TASK TO CARRY OUT> Extend the DC power jack repair guide below, picking up right after its final sentence.

# DC power jack repair guide



## topgear (Nov 21, 2014)

*This guide will explain how to repair a failed or loose DC power jack on a laptop computer yourself.*

_Disclaimer: I’ve made these instructions only for people experienced with soldering and repairing computers. If you don’t feel comfortable doing this job, please do not open the laptop or you can permanently damage your computer. Take your laptop to a professional repair shop instead.
Use this repair guide at your own risk. _

*For this repair you’ll need the following tools.*

1. Soldering iron or soldering station. I use Weller WES51 soldering station and for this job I set temperature to about 800-850°F.
2. I use high-tech rosin core silver-bearing solder from Radioshack with diameter 0.022″ ( Catalog #: 64-013 ). I think standard rosin core solder will work just fine.
3. Desoldering pump for removing solder around component leads. I use Edsyn Soldapullt pump, model DS 017.
4. 99% isopropyl alcohol and tooth brush for cleaning the motherboard from flux.
5. A new DC power jack.

*www.laptoprepair101.com/wp-images/dc-jack-repair/1-tools.jpg

Laptop DC power jack
*www.laptoprepair101.com/wp-images/dc-jack-repair/2-power-jack-top.jpg

As you see on the following picture, the solder drop on the positive terminal looks different than on other three contacts. That’s where the problem is. The positive pin is not making a good contact with the motherboard and because of that power to the laptop cuts off when I move the power plug inside the power jack. I’m going to desolder the power jack from the motherboard, clean contacts on both power jack and motherboard and then solder it back in place – this is the proper way fixing the power problem.

DC power jack bottom side
*www.laptoprepair101.com/wp-images/dc-jack-repair/3-power-jack-bottom.jpg

Start desoldering process with adding some new fresh solder to all three contacts. This will make old solder more flowable, easier to remove.

Removing solder
*www.laptoprepair101.com/wp-images/dc-jack-repair/4-remove-solder.jpg

While heating one of the contacts, remove the solder from this contact using the desoldering pump. Repeat the same steps with all power jack contacts until you remove as much solder as possible.

Sucking extra solder
*www.laptoprepair101.com/wp-images/dc-jack-repair/5-suck-solder.jpg

Grab the power jack and carefully try removing it from the motherboard. Most likely you will not be able to remove the power jack the first time because there will be some solder bridges left between the contacts and traces on the motherboard. Carefully wiggle the power jack without applying any significant force and at the same time heat up all contacts one by one. This will help you to remove the power jack.

PROVIDED MATERIAL>
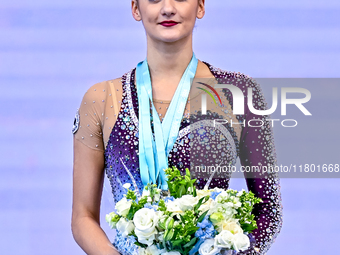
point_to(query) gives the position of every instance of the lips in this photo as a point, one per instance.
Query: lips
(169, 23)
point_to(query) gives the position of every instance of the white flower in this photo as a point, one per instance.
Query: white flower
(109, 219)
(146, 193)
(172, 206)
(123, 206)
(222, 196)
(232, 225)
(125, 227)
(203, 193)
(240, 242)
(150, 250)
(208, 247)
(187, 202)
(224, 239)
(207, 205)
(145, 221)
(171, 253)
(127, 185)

--

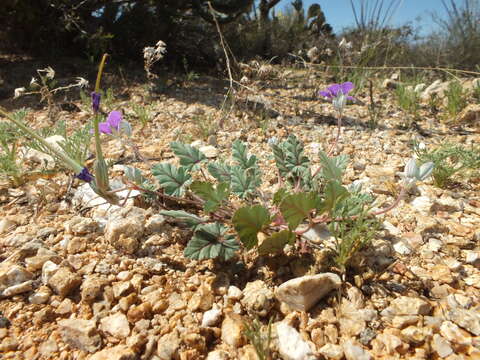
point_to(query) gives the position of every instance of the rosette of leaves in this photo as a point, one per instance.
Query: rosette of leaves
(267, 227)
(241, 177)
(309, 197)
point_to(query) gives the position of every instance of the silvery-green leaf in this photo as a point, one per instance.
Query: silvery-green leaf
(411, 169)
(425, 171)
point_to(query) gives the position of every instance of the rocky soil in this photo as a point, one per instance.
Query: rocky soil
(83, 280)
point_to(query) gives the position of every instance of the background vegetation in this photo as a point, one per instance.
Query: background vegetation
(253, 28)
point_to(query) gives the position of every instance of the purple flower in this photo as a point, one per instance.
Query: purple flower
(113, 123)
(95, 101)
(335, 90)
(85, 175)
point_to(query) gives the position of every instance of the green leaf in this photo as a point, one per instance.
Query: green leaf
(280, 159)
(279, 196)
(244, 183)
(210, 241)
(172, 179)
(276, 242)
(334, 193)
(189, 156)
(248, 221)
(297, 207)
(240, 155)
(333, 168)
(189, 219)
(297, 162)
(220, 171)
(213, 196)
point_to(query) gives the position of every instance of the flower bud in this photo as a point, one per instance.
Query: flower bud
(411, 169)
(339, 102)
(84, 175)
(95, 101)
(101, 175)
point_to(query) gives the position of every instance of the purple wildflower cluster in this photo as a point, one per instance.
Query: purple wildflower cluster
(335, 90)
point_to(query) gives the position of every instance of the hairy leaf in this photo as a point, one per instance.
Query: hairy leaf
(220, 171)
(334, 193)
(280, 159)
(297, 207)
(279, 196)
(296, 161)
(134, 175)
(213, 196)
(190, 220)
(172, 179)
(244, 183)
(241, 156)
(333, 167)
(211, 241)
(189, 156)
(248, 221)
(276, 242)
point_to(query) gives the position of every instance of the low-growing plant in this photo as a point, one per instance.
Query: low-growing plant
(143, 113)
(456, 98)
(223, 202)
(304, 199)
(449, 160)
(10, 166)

---

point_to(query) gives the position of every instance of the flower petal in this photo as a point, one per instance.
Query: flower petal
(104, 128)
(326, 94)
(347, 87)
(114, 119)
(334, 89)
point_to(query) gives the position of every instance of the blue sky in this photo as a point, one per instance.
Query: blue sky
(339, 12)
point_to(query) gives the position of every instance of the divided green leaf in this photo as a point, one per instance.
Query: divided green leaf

WRITTEN RESPONSE>
Remove DC power jack
*www.laptoprepair101.com/wp-images/dc-jack-repair/6-removing-jack.jpg

The DC power jack is almost removed from the motherboard.
Be careful. Inside the positive hole there is a copper sleeve which connects the terminal on one side of the motherboard with the traces on the other side. If you are removing the power jack with force, you can pull the sleeve from the hole. You don’t want to do that.

UPDATE: If you accidentally removed the internal sleeve, check out this post: How to fortify damaged power jack connection.

So, do not apply any force and make sure the solder is melted when you are removing the power jack. I hope you understand what I’m talking about.

Separating jack from motherboard
*www.laptoprepair101.com/wp-images/dc-jack-repair/7-separating-power-jack.jpg

After the power jack is removed, clean all oxidized contacts with a knife.

Cleaning power jack contacts
*www.laptoprepair101.com/wp-images/dc-jack-repair/8-clean-jack-contacts.jpg

Apply a fresh coat of solder to all contacts on the power jack.

Coating contacts
*www.laptoprepair101.com/wp-images/dc-jack-repair/9-coated-contacts.jpg

The power jack terminals will look dirty because of melted flux.

Flux on motherboard
*www.laptoprepair101.com/wp-images/dc-jack-repair/10-flux.jpg

You can remove the flux using the tooth brush and alcohol. It’s not necessary but it will make your job looking clean.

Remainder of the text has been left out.